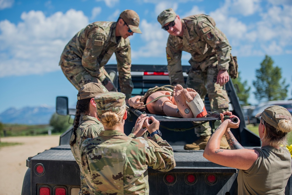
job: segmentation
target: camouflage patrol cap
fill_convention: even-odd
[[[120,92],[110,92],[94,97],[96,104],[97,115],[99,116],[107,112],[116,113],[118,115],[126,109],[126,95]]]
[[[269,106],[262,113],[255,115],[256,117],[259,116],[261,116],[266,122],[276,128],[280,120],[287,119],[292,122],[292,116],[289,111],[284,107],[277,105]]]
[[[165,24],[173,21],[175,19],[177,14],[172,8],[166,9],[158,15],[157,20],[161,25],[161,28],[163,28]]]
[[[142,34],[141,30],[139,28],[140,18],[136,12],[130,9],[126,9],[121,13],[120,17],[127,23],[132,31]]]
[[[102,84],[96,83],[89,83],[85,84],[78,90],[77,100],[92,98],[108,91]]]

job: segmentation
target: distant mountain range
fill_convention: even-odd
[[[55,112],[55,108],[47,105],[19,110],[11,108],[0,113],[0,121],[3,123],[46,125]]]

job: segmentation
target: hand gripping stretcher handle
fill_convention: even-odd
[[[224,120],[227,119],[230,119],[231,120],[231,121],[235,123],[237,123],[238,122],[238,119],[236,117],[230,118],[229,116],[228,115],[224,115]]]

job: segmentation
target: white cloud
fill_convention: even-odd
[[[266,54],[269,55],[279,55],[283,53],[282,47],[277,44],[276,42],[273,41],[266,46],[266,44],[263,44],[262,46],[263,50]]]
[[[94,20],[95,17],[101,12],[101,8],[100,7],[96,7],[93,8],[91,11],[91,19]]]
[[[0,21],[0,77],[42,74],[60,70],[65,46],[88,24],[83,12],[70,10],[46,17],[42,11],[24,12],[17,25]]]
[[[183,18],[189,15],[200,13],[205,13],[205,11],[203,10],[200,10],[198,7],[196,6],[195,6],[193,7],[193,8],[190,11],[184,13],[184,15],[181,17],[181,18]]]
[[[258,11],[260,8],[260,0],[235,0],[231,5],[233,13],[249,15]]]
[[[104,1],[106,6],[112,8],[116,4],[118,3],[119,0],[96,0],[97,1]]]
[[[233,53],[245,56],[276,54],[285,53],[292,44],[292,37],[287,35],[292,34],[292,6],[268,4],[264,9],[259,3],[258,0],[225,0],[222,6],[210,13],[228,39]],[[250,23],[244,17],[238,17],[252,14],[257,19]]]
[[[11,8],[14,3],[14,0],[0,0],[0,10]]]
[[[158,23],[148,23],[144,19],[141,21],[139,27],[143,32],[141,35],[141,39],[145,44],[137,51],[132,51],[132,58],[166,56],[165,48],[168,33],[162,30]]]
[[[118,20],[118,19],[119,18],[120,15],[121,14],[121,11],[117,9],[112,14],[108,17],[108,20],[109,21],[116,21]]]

**Problem to work on**
Quote the listing above verbatim, from the first "job: segmentation" line through the final coordinate array, and leave out the picture.

**Full answer**
job: segmentation
target: camouflage patrol cap
fill_convention: even-odd
[[[120,92],[110,92],[94,97],[96,104],[97,115],[99,116],[107,112],[116,113],[118,115],[126,109],[126,95]]]
[[[269,106],[262,113],[255,115],[256,117],[259,116],[261,116],[266,122],[276,128],[280,120],[287,119],[292,122],[292,116],[289,111],[284,107],[277,105]]]
[[[165,24],[173,21],[175,19],[177,14],[172,8],[166,9],[158,15],[157,20],[161,25],[161,28],[163,28]]]
[[[142,34],[141,30],[139,28],[140,18],[136,12],[130,9],[126,9],[121,13],[120,17],[127,23],[132,31]]]
[[[102,84],[96,83],[89,83],[85,84],[78,90],[77,100],[92,98],[108,91]]]

job: segmentation
target: distant mountain range
fill_convention: even-odd
[[[55,112],[55,108],[47,105],[19,110],[11,108],[0,113],[0,121],[3,123],[46,125]]]

job: segmentation
target: hand gripping stretcher handle
fill_convention: even-odd
[[[224,120],[227,119],[230,119],[231,120],[231,121],[235,123],[237,123],[238,122],[238,119],[236,117],[230,118],[229,116],[228,115],[224,115]]]

job: segmentation
target: white cloud
fill_convention: even-odd
[[[266,54],[269,55],[279,55],[283,53],[282,47],[277,44],[276,42],[273,41],[266,46],[266,44],[263,44],[262,46],[263,50]]]
[[[94,20],[95,17],[101,12],[101,8],[100,7],[96,7],[93,8],[91,11],[91,19]]]
[[[0,21],[0,77],[42,74],[60,70],[65,46],[88,24],[83,12],[70,10],[46,17],[42,11],[24,12],[17,25]]]
[[[183,18],[189,15],[200,13],[205,13],[205,11],[203,10],[200,10],[198,7],[196,6],[195,6],[193,7],[193,8],[190,11],[184,13],[184,15],[181,17],[181,18]]]
[[[258,11],[260,8],[260,0],[235,0],[231,5],[233,13],[249,15]]]
[[[104,1],[106,6],[112,8],[116,4],[118,3],[119,0],[96,0],[97,1]]]
[[[233,53],[245,56],[276,54],[285,53],[292,44],[292,37],[287,35],[292,34],[292,6],[268,4],[264,9],[259,3],[258,0],[225,0],[222,6],[210,13],[228,39]],[[250,23],[244,17],[238,17],[252,14],[257,19]]]
[[[11,8],[14,3],[14,0],[0,0],[0,10]]]
[[[158,23],[148,23],[144,19],[141,21],[139,27],[143,32],[141,35],[141,39],[145,44],[137,51],[132,51],[132,58],[166,56],[165,48],[168,33],[162,30]]]
[[[118,20],[118,19],[119,18],[120,15],[121,14],[121,11],[117,9],[112,14],[108,17],[108,20],[109,21],[116,21]]]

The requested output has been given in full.